**課題 1**
中途失聴者の日常を綴った抜粋文では、「あさごはん」という単語は口の動きだけで見るとどう見えると書かれていますか。
**課題 2**
中途失聴者の日常を綴った抜粋文を、最後の文のあとから書き継いでください。

**抜粋文**
-中途失聴者のSilent Life-


聾者とも違う、難聴者とも違う。
ある日突然、音のない世界に生きることになった中途失聴者のたわいない日常です。

聞き返し。

2010-01-11 17:43:36 | 聞こえない生活ってこんな感じ。
「ごめんもう1回言って」
「もういいよ、たいしたことじゃないし」

「さっき言ったのに」
「ごめん良く聞こえなかった」
「どうして聞き返さないの」


聴覚障害者が毎日のように経験するこのやりとり。
健聴者がイライラする気持ちも分かりますが、
それ以上に、聴こえないほうはもっと焦って、イライラしています。


★読話の壁

補聴器などで少しは聴こえるにせよ、まったく聴こえず読話(唇の読み取り)に頼っているにせよ、
聴こえない人が会話の中で入手できる情報というのはかなり限られています。
会話の全体が10として、読話だけなら聞き取れて7割。
たいていは4割理解できればいいほうです。

健聴者にとって会話とは、
相手の言葉を聞いて、それに対して何を返事しようか、頭の中で考えるだけの作業です。

ですが、聴覚障害者の場合は、会話はそれだけのものではありません。
聞き取った言葉の断片から相手が何を言いたいのかすばやく推測し、
聞き返して相手の反応を見て、先ほどの自分の推察が正しいか間違っていたかを推測します。
そうしている間にも相手はどんどん話の続きを続けますから、
ついていけなくなるとどうしても「もう一度言って」と言わざるを得ないのです。

「あさごはん」

という単語を口の動きだけで見れば、

「あー・お・あ」

という程度にしか見えません。

読話で理解できるのは、一部の子音と母音のみ。
一連の単語の口の動きを覚えているのでないと、本当にわずかな情報しか理解できません。
たったこれだけの情報から会話を推測しながら会話をするのがどれくらい大変か、想像してみてください。

聴覚障害者が、難攻不落の暗号文に四苦八苦している間に、
会話のテンポを乱された健聴者はつい「もういいよ」と言ってしまうのです。



★「聴こえないなら聴こえないって言ってよ」

聴こえる人からすれば、至極ごもっともな意見。
でも、実際その通りにすれば、会話の最初から最後までずっと「聴こえない」を連発し続けることになってしまいます。


そう。
理解はしていても、決して「聴こえて」はいないんです。
だから、何が聴こえなかったのかすらわからないのです。

これを「聴こえなかったんなら言ってよ」といわれても、
言われたことすらわからないのに、聞き返せるわけがありません。


口話だけで、100%の会話を理解するのは不可能です。
これは、補聴器や人工内耳の人にも同じことが言えます。
読話だけよりも入ってくる情報は多少多いでしょうが、
それでもやはり、難聴者が100%の情報を聞き取ることは不可能なのです。



★聞き返すことは難しい

聞き返しても分からなかったらどうしよう。
と考えてしまうのは当然の思考です。

聞き返したのに、何度言ってもらっても理解できないことがあります。
固有名詞などは特にそうです。
「たなか」の名前を口話だけで理解しようと思えば、相当な時間がかかるでしょう。
ざっと考えただけでも、

たかた/たなだ/さかた/あかだ/はらだ/あらた・・・

などなど。

**提供資料**
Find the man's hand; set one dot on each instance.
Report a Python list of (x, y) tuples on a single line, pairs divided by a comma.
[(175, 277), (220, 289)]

**回答 1**
「あー・お・あ」という程度にしか見えないと書かれています。

**回答 2**
同じ口の形をした名前は五万とあります。
人の名前だと気付かなければ、絞込みにはもっと時間がかかるでしょう。


繰り返したずねても、何度聞き返しても、これを理解するのは困難です。
そして、聞き返したにもかかわらず理解できなかったとき、
「もういいよ」といわれてしまうこと。
この言葉に、聞き返したほうの聴覚障害者は、
「せっかく何度も言ってもらったのに理解できなかった」という辛さを感じるのです。



★「あの人、会話に入ってこないんです」

なぜだか分かりますか?

これは、実は今、私が職場で一番悩んでいること。

同僚達が、机の周りでなにやら話をしていて。
雰囲気的に、たぶん雑談だろうと思うのです。

こんなとき、健聴者であれば、会話の内容をさりげなく聞いて、
たわいない雑談であれば自分もその中に加わり、
仕事の話であれば黙ってそこを離れることができます。

ですが、聴こえない人にはそれができません。
何の話をしているかわからないからです。
話している様子を見ても、仕事の話なのか、たわいない雑談なのか、判断ができないのです。
ですから、いつも結局自分の席に座って、ずっと仕事をしている真面目社員になってしまう。

周りの社員達の目には、あまり人と話したがらない人、内気でわいわい騒ぐのを好まない人、と映っているかもしれません。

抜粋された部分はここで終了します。